* INSTRUCTIONS TO FOLLOW
Where in the records does the word "paint" occur? Copy each line in which it does.

* SUPPLIED DATA
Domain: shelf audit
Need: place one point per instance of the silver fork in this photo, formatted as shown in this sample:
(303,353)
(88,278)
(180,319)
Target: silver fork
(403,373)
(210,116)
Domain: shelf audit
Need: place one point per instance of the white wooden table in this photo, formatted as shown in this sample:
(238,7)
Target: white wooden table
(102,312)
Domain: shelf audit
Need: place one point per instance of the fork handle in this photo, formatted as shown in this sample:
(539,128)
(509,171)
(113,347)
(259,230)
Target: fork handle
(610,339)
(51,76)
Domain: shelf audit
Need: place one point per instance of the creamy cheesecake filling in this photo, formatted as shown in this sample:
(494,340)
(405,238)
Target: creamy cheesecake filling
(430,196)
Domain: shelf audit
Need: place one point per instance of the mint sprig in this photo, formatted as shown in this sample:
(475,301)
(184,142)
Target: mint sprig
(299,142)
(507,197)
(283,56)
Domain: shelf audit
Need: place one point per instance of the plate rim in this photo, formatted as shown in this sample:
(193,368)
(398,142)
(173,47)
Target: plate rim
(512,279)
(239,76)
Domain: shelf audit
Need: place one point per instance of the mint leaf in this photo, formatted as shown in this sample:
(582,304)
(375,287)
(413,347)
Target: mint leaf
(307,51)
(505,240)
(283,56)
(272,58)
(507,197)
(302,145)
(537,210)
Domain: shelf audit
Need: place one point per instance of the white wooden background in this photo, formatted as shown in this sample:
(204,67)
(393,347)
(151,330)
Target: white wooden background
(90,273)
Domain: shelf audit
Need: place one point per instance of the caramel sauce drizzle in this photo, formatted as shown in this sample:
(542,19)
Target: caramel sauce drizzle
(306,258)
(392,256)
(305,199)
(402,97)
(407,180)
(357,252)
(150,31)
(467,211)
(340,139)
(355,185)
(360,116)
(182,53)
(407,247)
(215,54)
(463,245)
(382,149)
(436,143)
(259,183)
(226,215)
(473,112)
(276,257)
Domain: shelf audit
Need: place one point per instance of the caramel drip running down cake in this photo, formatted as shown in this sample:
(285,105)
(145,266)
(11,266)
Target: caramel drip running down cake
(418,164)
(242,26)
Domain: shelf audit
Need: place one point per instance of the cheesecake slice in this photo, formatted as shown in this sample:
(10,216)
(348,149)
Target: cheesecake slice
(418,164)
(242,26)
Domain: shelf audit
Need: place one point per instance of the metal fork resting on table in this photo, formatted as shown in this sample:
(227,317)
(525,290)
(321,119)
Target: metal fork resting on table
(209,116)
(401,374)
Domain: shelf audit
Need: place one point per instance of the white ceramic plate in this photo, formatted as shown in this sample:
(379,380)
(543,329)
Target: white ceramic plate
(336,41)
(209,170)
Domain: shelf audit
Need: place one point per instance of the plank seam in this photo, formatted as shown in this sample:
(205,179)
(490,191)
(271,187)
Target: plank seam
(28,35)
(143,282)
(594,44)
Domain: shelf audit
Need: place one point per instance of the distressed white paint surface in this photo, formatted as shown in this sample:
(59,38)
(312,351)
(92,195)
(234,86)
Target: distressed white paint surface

* EXERCISE ANSWER
Need: place one point per instance of the distressed white paint surface in this photo, formatted as shown in this sample:
Target: distressed white paint surface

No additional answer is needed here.